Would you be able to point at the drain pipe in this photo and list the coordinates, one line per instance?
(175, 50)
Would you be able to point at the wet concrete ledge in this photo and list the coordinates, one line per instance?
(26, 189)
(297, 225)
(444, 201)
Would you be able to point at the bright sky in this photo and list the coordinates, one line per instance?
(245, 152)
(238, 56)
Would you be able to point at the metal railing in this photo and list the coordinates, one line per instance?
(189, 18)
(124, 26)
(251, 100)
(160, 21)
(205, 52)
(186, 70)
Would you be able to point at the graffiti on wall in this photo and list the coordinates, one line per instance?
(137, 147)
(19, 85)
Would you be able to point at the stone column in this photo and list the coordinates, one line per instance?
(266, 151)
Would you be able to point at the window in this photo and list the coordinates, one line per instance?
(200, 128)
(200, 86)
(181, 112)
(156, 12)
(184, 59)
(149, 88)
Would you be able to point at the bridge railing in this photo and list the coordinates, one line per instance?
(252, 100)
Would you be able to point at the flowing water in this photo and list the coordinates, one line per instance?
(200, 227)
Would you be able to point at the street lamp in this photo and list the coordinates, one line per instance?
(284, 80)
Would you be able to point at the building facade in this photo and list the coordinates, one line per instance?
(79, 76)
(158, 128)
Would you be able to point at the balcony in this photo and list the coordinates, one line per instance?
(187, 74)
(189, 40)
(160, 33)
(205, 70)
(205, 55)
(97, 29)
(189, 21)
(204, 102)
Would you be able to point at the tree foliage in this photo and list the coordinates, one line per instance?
----
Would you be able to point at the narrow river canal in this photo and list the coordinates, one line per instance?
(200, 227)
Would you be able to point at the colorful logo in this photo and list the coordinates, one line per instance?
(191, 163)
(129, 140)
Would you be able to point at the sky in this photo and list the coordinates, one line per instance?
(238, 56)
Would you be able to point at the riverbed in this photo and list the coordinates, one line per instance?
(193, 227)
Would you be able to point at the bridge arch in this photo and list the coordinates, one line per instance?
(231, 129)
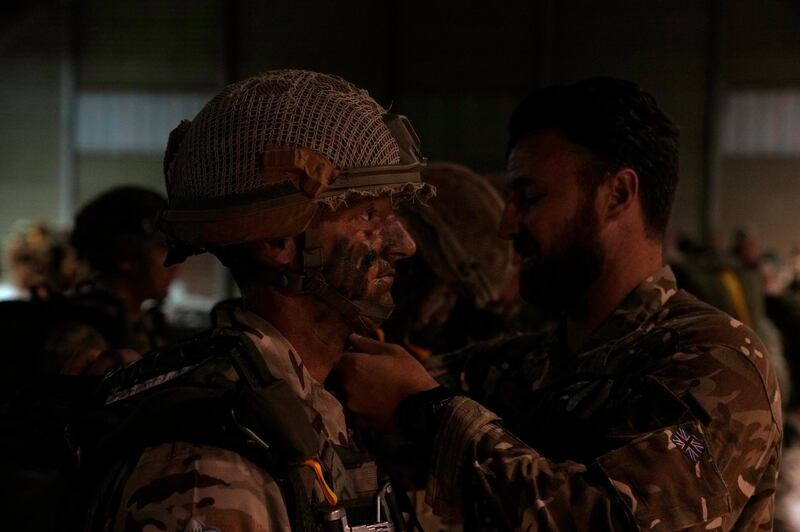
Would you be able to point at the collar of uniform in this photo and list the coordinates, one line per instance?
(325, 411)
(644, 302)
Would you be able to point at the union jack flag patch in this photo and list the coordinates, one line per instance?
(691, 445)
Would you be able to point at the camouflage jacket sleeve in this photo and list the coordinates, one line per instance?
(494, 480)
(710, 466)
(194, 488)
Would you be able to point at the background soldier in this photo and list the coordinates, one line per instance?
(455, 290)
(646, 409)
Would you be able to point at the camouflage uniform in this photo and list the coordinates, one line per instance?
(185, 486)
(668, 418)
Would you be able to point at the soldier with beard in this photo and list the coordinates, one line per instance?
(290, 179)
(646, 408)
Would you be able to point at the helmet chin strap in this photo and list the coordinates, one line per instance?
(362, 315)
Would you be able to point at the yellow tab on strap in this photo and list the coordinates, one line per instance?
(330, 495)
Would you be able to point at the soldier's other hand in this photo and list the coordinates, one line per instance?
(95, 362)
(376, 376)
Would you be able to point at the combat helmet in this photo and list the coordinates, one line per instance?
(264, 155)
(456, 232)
----
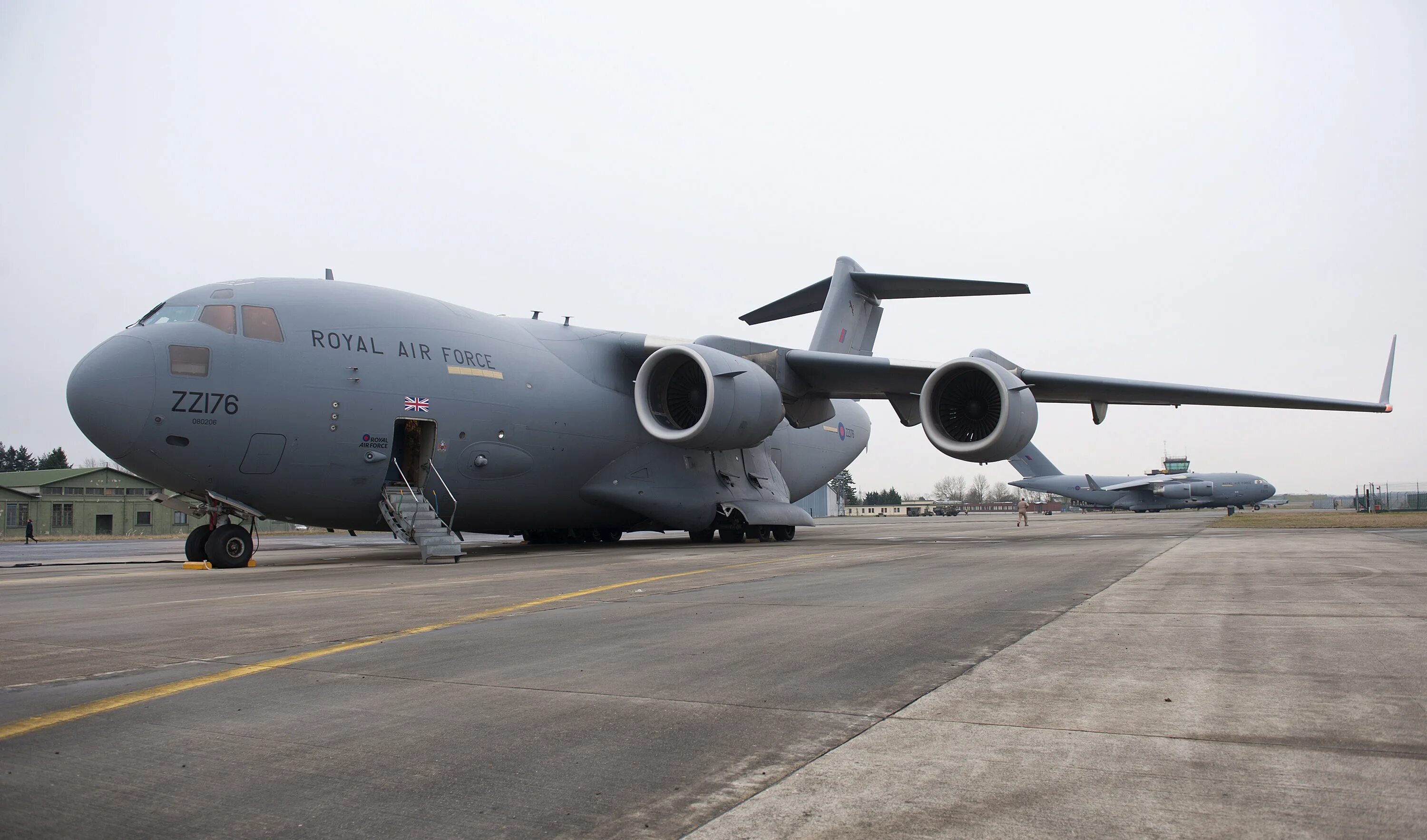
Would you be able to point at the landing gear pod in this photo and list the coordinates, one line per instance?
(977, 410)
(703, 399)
----
* EXERCISE DESCRIPTION
Copy only this part of the entries above: the line with "Would you be able to point at the flowing", the line with "Would you be able to point at the tree", and the lines between, all exactly as written.

* ANSWER FOR THIS EXERCISE
Would you be able to point at the flowing water in this photo and list the coordinates, one line per instance?
(200, 227)
Would you be able to point at the street lamp in this photo and list the coordinates, one line per instance?
(284, 80)
Would you be able to point at the building facade in this photo and list the coordinates, one line per instance?
(79, 76)
(158, 128)
Would you be able to point at the balcony in this photo and list the coordinates, one line per instance?
(187, 74)
(189, 40)
(160, 33)
(205, 70)
(205, 55)
(97, 29)
(189, 21)
(204, 102)
Would you be able to point at the tree foliage in this photo and list the coordinates, one line per instance?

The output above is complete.